[Text provided]
————————

Second, when I looked at the dried product up close, it looked as though I had dyed my hair salt-and-pepper because there were THAT many gel flakes. Seriously this stuff should be used for a shampoo commercial’s “before” photo of someone with dandruff/psoriasis/leprosy where the “after” shot of the model (my sister, Stephanie, obviously) showed the amazing results after only one use! [But I just learned that psoriasis and leprosy rarely coexist, so the commercial ought to be for one or the other. Fun fact of the night.]

Anyway, the point is I had my hair cut, which is a fine but very important distinction between “I cut my hair.” [My hairdresser asked me if I intended to “touch up” parts of it on my own. (She knows how I like to give myself impromptu, super-stylish trims that always turn out looking fab.)] If by some miracle my hair doesn’t fall out–which from what I understand is not a possibility, but hey, I have a special body–I’m gonna be knitting A LOT of hats.

Will post again tomorrow because I didn’t even mention what’s changed with my treatments and the timeline. (Are you in suspense?) The hair simply had to take precedence.

Authorization Granted

To my horror, the insurance authorization went through last Friday. The drug was first denied on Thursday–as expected–but it was successfully appealed by the end of the day Friday, as not-at-all expected. Man, I’ve been complaining about lack of healthcare efficiency for so long that this result is actually startling. And now I’m supposed to start this drug a week from today…?!

Could the echocardiogram cause a delay? Doubtful seeing as everything was reported as normal; so normal, in fact, that the writeup *actually* says that my tricuspid valve is “grossly normal.” Now as we all know, I’m no doctor, but…grossly normal? That the new cardiology lingo? And though I’m interpreting this adverb to mean extremely normal, is that word really necessary to insert? Like, her heart is SO EFFING NORMAL that we had to emphasize its normalcy by using a really emphatic word to stave off the potential of her thinking that when we say normal, we really mean special-normal or excellent-normal or better-than-most-normal? Because by definition the word normal when referring to a body part has varying degrees. Obviously.

But maybe I’m wrong and the interpretation is actually disgustingly normal since the next line reads: “There is trace tricuspid regurgitation.” Eww. That sounds nasty. Did you know your heart could regurgitate? Is this why I get such bad heartburn? Apparently it’s a thing, though, because it’s grossly normal. In my opinion, any heart-vom was caused by a reaction to the very uncomfortable probing and pushing of my entire left side. [Not a great test for females or dudes with man boobs.] Sonogram gel or not, the whole area felt bruised, so I bet my tricuspid wanted to express its distaste by throwing up a little. Gotta say, can’t really blame it.

I should be all set save for one potential wrench, the Lyme concern. If I’m doing this chemo, I damn well better be covered in case of “unexpected” flareups. And when I say covered, I mean COVERED–even if that means infusion needles coming out of my port and every cooperative vein like a giant porcupine. I’ve spoken with my infectious disease (and every other) doctor ad nauseum regarding this particular worry, so we’ve agreed to incorporate the IV Lyme drug into the treatment somehow. The ID doc thinks I should at least begin the 28-day course of Rocephin before getting the HiCY, but I’m not sure what that means in terms of ruining the efficacy of that (and maybe other?) antibiotic(s) after the chemo starts. I hope to learn a lot more during tomorrow’s appointment with oncology.

————————

[Recorded information]
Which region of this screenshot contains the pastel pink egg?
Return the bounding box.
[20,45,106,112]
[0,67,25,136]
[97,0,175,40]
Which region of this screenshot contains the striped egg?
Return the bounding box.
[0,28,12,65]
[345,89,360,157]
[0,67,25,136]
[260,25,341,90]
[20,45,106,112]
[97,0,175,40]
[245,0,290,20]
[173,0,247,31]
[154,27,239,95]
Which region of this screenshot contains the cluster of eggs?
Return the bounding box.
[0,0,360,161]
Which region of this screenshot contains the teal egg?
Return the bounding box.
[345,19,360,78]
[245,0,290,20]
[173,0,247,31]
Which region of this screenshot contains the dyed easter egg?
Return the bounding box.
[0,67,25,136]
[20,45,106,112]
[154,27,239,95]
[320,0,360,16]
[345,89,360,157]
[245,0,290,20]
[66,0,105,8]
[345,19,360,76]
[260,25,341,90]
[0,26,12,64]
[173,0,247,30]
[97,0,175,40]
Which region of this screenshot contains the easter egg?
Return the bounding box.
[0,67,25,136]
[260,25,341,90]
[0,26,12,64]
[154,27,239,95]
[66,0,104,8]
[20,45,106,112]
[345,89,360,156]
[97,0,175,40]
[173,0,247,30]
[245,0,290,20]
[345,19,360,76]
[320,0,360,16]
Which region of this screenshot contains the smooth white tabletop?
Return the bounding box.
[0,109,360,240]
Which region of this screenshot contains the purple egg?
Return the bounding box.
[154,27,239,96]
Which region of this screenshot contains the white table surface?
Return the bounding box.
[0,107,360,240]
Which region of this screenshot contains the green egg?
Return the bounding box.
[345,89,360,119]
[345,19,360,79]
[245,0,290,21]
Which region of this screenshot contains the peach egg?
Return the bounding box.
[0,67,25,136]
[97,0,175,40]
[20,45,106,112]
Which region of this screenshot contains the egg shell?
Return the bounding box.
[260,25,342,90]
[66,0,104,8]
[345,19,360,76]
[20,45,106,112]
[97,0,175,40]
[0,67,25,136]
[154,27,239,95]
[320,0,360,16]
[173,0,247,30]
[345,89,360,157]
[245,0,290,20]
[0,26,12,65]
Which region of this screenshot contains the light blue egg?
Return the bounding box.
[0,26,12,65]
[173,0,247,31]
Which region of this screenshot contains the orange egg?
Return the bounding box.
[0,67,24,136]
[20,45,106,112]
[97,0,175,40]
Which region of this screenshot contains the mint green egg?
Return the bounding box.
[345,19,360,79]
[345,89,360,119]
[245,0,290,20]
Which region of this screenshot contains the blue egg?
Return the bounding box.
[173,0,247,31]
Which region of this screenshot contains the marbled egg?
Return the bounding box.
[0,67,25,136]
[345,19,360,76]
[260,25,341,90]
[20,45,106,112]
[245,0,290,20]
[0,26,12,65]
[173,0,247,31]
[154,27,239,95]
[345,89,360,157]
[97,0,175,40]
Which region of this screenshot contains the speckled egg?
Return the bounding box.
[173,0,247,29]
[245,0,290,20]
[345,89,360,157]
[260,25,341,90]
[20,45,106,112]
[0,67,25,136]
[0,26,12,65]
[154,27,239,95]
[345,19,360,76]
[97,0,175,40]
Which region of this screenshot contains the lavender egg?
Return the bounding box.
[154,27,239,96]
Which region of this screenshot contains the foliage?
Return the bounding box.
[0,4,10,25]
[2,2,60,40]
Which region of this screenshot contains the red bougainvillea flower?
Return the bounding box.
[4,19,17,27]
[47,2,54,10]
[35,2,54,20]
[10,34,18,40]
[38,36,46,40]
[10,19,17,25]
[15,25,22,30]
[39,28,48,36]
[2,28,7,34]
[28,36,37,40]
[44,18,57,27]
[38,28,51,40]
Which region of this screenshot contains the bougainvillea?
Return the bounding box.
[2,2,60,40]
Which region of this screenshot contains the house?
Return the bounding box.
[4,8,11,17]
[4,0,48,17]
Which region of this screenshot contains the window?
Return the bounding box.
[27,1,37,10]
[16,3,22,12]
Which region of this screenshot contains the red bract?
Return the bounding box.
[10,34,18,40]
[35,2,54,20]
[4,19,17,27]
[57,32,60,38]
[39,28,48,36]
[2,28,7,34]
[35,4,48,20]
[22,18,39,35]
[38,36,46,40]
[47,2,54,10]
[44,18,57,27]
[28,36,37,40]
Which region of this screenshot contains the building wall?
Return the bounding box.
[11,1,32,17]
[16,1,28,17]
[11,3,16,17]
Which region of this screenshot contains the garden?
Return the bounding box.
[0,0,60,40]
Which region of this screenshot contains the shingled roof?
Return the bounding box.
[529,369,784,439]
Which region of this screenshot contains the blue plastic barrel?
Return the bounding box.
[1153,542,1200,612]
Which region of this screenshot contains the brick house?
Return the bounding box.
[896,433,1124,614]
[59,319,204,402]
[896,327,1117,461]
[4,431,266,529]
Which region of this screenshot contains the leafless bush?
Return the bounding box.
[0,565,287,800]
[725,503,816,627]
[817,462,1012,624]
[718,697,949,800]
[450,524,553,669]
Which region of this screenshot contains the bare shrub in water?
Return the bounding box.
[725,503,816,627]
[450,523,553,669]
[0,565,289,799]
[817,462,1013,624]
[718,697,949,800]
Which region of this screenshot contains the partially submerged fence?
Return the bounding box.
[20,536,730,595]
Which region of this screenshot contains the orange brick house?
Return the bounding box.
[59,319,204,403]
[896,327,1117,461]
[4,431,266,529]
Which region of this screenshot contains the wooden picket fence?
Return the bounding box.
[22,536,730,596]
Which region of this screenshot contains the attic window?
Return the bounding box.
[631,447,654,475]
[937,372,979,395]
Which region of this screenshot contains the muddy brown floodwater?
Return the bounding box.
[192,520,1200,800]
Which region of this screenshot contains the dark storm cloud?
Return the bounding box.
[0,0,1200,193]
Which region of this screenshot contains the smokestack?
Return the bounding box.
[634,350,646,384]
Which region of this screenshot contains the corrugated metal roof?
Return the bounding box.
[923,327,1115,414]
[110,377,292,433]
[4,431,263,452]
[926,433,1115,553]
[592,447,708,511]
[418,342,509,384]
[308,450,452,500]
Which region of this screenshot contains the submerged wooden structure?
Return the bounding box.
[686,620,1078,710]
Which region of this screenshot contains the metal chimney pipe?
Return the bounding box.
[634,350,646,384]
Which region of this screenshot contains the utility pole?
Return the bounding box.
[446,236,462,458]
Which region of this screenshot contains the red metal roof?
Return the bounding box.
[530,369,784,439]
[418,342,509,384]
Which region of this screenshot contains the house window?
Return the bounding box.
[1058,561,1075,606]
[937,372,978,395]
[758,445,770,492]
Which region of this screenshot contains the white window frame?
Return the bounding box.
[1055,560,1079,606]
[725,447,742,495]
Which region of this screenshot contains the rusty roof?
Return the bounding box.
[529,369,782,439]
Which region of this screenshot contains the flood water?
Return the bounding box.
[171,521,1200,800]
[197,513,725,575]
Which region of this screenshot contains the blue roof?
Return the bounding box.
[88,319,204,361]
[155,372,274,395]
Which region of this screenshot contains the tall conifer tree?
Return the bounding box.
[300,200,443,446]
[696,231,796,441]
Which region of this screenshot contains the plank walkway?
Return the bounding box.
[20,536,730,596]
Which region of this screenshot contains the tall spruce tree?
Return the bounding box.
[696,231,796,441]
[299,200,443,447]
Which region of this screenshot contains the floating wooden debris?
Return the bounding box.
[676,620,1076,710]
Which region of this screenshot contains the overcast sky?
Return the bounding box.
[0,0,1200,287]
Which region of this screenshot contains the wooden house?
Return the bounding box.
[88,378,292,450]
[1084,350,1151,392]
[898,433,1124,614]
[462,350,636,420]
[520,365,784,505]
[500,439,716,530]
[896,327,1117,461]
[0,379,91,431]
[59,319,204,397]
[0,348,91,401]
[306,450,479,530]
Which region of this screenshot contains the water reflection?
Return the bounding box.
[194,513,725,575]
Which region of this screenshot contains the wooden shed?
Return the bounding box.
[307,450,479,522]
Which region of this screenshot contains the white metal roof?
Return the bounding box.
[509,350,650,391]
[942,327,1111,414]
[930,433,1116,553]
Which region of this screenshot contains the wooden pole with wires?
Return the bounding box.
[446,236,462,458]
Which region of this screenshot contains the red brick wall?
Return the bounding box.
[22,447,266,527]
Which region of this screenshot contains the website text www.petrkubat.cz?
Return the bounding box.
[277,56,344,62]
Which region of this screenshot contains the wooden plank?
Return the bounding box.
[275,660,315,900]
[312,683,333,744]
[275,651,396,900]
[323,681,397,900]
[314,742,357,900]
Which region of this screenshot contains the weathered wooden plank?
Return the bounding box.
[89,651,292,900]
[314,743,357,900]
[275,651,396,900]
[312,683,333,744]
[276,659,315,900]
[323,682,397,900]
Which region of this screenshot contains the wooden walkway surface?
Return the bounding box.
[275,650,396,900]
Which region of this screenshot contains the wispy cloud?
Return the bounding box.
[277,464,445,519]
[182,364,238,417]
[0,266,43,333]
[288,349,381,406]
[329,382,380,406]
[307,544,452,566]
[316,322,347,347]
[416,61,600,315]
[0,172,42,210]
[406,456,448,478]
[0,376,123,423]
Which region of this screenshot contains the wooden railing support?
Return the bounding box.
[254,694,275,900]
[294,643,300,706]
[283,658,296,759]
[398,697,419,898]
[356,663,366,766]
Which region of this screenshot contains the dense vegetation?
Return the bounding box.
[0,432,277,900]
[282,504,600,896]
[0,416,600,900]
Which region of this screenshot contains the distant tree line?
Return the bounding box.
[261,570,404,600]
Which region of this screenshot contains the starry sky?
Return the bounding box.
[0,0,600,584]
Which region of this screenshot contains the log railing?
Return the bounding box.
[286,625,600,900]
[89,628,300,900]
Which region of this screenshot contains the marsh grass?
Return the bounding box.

————————

[Problem set]
1. In the blog post, what word does the echocardiogram writeup use to describe the tricuspid valve as normal?
2. List every hyphenated version of "normal" that the blog post names when it mocks the echocardiogram's wording.
The items have no connection to the blog post.

[Completed exercise]
1. "Grossly"

2. special-normal, excellent-normal, better-than-most-normal